(SELECTED EXCERPT):
◇ ◇ ◇

3) Health care transformation program (Phase 2)
- Phase 2 directs expansion of funds into directed payments and pass-through payments under Section 5A-12.7, with a strong emphasis on reducing health disparities and improving access for Medicaid and uninsured populations.
- Creates a formal framework for innovative partnerships designed to improve integrated care, especially in distressed communities.
4) Phase 2: program criteria and community focus
- Requires transformation proposals to be community-needs driven, collaborative across care and community entities, aimed at reducing disparities and improving outcomes.
- Proposals must include measurable disparities metrics, minority/women-owned business participation, and clear access improvements (primary, preventive, or specialty care).
- Prioritizes projects from distressed communities and safety-net hospitals, with detailed funding targeting (e.g., allocations for safety-net collaborations, cross-provider partnerships, workforce development, etc.).
- Establishes a detailed project submission and evaluation process, public posting for comments, and quarterly progress reporting with potential penalties for failing to meet milestones.

◇ ◇ ◇

(EXTRACTED INFORMATION):
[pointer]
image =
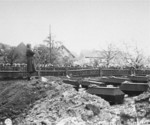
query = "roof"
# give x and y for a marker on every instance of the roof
(63, 47)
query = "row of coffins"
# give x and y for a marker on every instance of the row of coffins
(112, 89)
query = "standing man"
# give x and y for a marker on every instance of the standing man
(30, 61)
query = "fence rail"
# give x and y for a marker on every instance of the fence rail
(20, 71)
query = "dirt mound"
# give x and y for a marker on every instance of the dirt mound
(142, 103)
(56, 103)
(17, 97)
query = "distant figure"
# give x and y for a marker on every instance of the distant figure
(30, 61)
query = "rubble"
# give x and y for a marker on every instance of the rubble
(53, 102)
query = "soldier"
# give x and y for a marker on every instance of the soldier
(30, 61)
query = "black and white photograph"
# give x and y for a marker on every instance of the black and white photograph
(74, 62)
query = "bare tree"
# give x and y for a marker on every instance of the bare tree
(109, 54)
(134, 58)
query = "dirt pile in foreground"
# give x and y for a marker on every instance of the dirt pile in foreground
(56, 103)
(17, 97)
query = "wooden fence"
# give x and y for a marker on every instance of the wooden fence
(20, 72)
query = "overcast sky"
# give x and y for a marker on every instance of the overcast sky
(79, 24)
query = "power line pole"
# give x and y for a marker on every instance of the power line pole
(50, 42)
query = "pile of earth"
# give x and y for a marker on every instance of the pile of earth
(142, 104)
(53, 102)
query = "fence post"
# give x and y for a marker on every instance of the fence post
(66, 71)
(100, 72)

◇ ◇ ◇

(WORK INSTRUCTIONS):
**a)** Under which section does the health care transformation program summary say Phase 2 directs expansion of funds into directed payments and pass-through payments?
**b)** Carry on the health care transformation program summary after its final line, keeping its numbered headings and dash-led bullet style.
The data has no connection to the health care transformation program summary.

(ANSWERS BY TASK):
**a)** Section 5A-12.7.

**b)**
5) Governance and oversight
- Creates a Hospital Transformation Review Committee (14 members) to advise on policies, criteria, and payment methodologies. Dissolved April 1, 2019 (as per the text, implying legacy governance structures).
- Allows rulemaking adjustments to respond to federal requirements and procurement rules.
6) Compliance and reporting
- Requires annual updates to reimbursement components and publishes changes on the Department’s website.
- Requires quarterly progress reports on funded projects, with potential funding reductions or terminations for non-performance.
- Ensures alignment with federal funding and procurement rules, including potential for penalties and early closure fees if projects fail.
Who/what is affected
- Hospitals and health care providers receiving transformation funds or participating in the transformation program.
- State Department of Healthcare and Family Services (DHFS or its successor agencies) implementing reimbursement reforms and managing the transformation pool.
- Safety-net and safety-net-related hospitals, critical access hospitals, and community-based organizations partnering in distressed communities.
- Managed care organizations (through adjustments to capitation base rates linked to program changes).
Timeline and procedural notes
- Effective date tied to the act’s passage (amendments reference various dates; key transition period ends June 30, 2018).
- Requires updates and reporting to occur with timelines tied to fiscal and rulemaking cycles, with public posting and stakeholder engagement.
- Bill language indicates ongoing project cycles in 2019-2020 for Phase 1/Phase 2, with a focus on phased funding and measurable milestones.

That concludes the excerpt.